══ PROVIDED MATERIAL

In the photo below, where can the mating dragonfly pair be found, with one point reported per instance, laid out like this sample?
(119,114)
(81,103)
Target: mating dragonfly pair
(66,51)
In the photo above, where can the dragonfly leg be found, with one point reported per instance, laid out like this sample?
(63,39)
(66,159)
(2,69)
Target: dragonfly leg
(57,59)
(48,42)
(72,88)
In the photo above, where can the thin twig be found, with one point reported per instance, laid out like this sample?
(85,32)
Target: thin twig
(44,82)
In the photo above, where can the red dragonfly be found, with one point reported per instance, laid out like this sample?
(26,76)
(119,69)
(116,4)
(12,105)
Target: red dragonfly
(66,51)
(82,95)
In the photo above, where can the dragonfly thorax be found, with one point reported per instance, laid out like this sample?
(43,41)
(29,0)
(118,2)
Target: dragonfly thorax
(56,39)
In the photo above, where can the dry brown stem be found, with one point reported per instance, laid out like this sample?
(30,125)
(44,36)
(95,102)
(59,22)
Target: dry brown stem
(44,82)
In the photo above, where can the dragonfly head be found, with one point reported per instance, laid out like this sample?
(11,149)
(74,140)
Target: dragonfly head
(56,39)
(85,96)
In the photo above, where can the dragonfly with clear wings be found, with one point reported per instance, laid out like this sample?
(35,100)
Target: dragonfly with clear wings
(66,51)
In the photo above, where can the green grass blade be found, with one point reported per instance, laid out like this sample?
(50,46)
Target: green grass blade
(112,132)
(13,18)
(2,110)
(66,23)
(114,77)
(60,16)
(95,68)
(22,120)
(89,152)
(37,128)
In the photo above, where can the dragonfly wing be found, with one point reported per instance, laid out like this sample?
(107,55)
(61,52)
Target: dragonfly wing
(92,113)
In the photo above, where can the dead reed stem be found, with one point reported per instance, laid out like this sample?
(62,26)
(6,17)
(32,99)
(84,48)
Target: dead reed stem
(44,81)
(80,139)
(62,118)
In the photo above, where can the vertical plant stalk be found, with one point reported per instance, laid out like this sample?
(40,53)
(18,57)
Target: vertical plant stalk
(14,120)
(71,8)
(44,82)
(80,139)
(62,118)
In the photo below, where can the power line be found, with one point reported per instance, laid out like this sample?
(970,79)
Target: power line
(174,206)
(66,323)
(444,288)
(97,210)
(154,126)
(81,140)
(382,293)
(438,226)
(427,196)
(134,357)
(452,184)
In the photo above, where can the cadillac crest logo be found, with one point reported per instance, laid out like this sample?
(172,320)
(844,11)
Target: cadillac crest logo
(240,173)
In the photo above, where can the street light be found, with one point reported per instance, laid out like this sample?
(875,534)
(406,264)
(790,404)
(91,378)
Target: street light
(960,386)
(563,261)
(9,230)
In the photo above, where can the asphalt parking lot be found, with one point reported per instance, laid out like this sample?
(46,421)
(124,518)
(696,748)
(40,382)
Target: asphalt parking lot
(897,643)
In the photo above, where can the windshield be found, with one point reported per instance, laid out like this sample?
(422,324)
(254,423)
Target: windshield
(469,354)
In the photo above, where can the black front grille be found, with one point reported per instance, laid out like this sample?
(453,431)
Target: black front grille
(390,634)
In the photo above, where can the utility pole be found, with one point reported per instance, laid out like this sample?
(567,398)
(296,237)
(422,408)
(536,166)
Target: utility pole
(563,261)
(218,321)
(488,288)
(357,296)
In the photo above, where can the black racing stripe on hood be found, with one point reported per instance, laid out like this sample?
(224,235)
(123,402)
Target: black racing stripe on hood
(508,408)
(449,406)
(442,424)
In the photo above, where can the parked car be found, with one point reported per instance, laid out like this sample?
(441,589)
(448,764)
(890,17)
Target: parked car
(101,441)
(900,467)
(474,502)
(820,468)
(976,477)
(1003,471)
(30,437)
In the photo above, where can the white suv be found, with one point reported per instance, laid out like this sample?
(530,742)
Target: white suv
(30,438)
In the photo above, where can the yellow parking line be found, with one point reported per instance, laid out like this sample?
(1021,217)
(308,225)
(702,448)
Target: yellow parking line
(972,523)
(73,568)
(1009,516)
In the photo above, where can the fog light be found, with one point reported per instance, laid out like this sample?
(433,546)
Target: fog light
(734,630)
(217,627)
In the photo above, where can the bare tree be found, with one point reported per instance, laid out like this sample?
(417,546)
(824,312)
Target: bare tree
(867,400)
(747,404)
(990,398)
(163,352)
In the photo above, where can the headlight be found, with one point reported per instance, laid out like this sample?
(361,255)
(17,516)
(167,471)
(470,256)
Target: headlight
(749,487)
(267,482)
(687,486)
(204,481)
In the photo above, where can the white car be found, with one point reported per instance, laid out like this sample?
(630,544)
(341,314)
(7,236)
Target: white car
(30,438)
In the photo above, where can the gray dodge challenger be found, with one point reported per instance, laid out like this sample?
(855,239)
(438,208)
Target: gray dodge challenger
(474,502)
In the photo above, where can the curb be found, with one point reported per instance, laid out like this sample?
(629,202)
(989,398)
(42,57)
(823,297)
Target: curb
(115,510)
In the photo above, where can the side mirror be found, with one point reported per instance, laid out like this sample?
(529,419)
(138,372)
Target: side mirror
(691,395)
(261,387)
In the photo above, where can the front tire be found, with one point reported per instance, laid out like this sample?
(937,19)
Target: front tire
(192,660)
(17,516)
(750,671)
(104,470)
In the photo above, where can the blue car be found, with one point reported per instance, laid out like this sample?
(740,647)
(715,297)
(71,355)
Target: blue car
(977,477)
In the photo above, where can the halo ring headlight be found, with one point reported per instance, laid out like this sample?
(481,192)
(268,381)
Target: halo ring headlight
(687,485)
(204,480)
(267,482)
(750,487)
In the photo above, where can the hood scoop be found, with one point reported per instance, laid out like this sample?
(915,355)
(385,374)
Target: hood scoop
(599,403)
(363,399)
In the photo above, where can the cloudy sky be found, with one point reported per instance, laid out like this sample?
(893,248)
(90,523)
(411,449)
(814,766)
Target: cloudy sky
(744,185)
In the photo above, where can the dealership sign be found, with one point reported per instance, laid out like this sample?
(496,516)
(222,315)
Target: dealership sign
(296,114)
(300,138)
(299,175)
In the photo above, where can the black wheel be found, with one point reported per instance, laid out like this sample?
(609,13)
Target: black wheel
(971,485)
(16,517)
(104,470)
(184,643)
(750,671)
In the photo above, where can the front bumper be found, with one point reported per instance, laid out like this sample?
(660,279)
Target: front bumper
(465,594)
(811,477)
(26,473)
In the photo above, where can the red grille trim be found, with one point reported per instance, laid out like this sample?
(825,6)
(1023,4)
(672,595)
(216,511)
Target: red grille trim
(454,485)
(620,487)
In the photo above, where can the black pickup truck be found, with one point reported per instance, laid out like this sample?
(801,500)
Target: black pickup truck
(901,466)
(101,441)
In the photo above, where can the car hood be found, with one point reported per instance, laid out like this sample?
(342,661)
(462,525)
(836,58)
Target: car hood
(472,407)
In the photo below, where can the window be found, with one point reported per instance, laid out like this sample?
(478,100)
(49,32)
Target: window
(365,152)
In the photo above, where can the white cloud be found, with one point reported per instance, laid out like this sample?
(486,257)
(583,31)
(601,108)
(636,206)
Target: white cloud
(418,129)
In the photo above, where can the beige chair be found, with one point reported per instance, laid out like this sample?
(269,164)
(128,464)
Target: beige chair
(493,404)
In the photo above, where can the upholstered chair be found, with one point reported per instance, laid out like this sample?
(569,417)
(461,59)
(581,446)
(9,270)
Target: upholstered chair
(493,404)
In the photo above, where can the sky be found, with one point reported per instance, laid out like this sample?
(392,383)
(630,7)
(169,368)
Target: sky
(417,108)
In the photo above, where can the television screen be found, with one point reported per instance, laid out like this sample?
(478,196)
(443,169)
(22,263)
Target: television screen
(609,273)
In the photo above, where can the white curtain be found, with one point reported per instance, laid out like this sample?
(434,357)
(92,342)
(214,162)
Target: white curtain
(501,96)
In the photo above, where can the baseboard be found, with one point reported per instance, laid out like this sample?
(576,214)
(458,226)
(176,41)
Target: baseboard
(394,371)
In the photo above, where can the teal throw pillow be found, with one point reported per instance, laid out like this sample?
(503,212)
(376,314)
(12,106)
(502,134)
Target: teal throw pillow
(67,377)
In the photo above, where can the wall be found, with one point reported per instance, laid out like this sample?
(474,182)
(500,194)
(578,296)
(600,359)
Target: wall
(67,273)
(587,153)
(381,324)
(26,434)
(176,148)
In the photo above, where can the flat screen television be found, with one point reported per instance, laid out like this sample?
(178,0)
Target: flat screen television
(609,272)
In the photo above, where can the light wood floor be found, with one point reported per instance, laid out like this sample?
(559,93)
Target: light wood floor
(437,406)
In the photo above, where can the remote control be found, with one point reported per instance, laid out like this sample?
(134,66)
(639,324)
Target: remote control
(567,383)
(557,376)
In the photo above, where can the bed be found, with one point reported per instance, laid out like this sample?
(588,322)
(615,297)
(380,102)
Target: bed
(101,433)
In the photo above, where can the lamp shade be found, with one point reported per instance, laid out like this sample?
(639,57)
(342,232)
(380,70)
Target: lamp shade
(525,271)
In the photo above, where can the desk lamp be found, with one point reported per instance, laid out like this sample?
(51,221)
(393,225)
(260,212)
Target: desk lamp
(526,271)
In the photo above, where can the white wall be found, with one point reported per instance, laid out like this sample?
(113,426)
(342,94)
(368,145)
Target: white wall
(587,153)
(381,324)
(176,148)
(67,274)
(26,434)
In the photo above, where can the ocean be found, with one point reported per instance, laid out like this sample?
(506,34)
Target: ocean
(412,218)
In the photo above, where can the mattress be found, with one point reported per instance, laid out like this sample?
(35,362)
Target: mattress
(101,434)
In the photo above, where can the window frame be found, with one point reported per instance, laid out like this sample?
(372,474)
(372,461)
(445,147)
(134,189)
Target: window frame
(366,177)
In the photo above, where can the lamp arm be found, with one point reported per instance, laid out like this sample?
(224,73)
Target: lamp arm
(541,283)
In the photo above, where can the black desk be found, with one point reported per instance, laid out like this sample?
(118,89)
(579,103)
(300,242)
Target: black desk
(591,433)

════

• _WHAT IS BEING ASKED_
Repeat only the stretch of lines starting at the one containing "In the photo above, where can the ocean" and running to the final line of the entries above.

• _COMPLETE ANSWER_
In the photo above, where can the ocean be found, with one point reported per instance, laid out like this sample?
(506,34)
Target: ocean
(412,218)
In the photo above, where can the mattress be found, with one point reported per instance, laid out like this sample?
(35,362)
Target: mattress
(101,434)
In the photo above, where can the window frame be found, with one point reported per instance, laid out like this sample?
(372,474)
(372,461)
(445,147)
(134,189)
Target: window frame
(366,177)
In the photo above, where can the lamp arm be found, with one point reported per instance, laid out like this sample?
(224,73)
Target: lamp arm
(541,283)
In the photo above, where can the black desk be found, with one point reported per instance, laid out like this sample?
(118,89)
(579,103)
(300,242)
Target: black desk
(591,433)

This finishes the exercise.